___ The data ___

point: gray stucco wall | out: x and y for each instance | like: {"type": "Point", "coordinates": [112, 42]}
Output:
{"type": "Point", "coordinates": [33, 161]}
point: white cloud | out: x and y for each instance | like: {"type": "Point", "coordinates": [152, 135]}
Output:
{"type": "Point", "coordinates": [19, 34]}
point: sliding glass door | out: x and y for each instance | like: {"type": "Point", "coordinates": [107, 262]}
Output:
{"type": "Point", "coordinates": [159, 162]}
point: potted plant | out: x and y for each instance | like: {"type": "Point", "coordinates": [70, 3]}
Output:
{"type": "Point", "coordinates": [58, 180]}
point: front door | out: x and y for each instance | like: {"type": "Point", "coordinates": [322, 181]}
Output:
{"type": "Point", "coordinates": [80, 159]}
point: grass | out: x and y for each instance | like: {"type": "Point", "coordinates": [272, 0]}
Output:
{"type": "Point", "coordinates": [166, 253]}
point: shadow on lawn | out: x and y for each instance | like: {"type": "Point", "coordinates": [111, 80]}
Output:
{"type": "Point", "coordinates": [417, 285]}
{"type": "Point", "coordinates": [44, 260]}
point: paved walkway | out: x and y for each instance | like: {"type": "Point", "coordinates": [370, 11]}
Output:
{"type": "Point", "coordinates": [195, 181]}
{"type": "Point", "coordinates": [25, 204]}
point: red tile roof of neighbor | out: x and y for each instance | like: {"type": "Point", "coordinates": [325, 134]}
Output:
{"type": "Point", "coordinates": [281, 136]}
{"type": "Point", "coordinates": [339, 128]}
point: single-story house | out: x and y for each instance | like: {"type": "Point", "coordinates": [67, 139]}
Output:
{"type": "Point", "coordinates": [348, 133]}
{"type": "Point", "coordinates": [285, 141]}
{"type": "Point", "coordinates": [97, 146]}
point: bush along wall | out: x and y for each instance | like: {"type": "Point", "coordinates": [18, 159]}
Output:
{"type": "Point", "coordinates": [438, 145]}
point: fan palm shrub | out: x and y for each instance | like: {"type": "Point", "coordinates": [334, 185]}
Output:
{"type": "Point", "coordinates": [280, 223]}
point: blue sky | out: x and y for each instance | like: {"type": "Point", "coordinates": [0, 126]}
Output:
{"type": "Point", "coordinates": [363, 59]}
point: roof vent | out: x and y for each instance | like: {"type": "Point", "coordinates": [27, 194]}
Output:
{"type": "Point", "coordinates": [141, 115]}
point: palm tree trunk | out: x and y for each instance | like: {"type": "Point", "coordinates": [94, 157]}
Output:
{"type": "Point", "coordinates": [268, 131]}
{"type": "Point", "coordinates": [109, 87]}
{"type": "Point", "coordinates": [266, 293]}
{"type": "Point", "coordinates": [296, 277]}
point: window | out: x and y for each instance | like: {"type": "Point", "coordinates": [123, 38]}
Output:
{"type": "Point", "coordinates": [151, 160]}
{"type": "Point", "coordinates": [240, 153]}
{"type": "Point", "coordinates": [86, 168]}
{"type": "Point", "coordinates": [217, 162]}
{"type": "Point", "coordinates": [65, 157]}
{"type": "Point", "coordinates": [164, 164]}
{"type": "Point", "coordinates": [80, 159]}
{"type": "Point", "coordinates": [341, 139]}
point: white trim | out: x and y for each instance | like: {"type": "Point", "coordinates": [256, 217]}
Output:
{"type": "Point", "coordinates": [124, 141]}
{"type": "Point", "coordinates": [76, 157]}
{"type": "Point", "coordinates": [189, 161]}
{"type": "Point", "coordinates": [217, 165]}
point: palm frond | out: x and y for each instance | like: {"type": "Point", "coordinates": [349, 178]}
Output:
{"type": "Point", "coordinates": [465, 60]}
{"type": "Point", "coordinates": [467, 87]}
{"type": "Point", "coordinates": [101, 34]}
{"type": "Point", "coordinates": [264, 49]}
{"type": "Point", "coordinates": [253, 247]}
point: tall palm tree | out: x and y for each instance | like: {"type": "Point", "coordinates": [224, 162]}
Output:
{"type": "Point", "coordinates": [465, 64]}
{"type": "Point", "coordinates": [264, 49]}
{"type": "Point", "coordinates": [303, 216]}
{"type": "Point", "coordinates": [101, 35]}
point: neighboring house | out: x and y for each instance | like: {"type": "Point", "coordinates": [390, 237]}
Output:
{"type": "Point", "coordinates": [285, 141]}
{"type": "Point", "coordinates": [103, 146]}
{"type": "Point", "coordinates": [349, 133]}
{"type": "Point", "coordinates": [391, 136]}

___

• **Task to complete**: Return word for word the lines from the line containing "point: neighboring house" up to and including the last line of the items.

• **Written solution**:
point: neighboring house | out: x and y for each instance | like: {"type": "Point", "coordinates": [390, 237]}
Output:
{"type": "Point", "coordinates": [285, 141]}
{"type": "Point", "coordinates": [103, 146]}
{"type": "Point", "coordinates": [349, 133]}
{"type": "Point", "coordinates": [391, 136]}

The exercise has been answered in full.